═══ Document passage ═══

A technical innovation will come out of nowhere just at the moment you believe when you’re all caught up.

The trouble is that the large corporation is too often eager to simply make the newest innovation, as one online pioneer commented to me, “part of the big machine,” and thus the machine, part of the old ecosystem, stifles true innovation.

The race will start all over tomorrow and tomorrow and tomorrow. That “new media” may become part of the system, it may last a year, it may last a decade, or may be replaced in six moths.  Think evolving media.

Think evolving media

Whether you are 22-year-old entrepreneurial multimedia independent or the 70-something CEO of a giant media corporation you must work on evolutionary time line. By evolutionary I mean adaption and survival. That means you have to eat today to see tomorrow but you must also (perhaps like migratory animals) think beyond the horizon, rather than hoping the next season will bring some extra goodies.

Some hints (and it will be painful for the executive class, but then everyone else has been working with pain for the past few years, so why shouldn’t the executives?).

  • Put some of your budget aside for contingencies a decade ahead and  also budget for shorter term unexpected technological innovation.  Keep moving the decade date ahead  and refreshing the budget as the years go on.
  • Prepare and budget for investing in complete utter and total failures. Prepare to understand that no one is to blame for a technology that looked good one year and flopped the next. That is the way of the world today. Don’t look for scapegoats in executive row, the IT department or your staff geeks. Move on.

═══ Given data ═══

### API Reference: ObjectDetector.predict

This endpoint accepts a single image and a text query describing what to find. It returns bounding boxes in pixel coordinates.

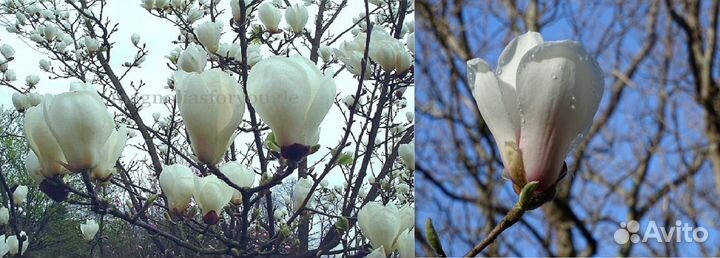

═══

# Your task
Reproduce the passage on evolving media word for word, everything from "Some hints (and" down to "shouldn’t the executives?).". The lines above were drawn from a different source than the text.

# Answer to this problem
Some hints (and it will be painful for the executive class, but then everyone else has been working with pain for the past few years, so why shouldn’t the executives?).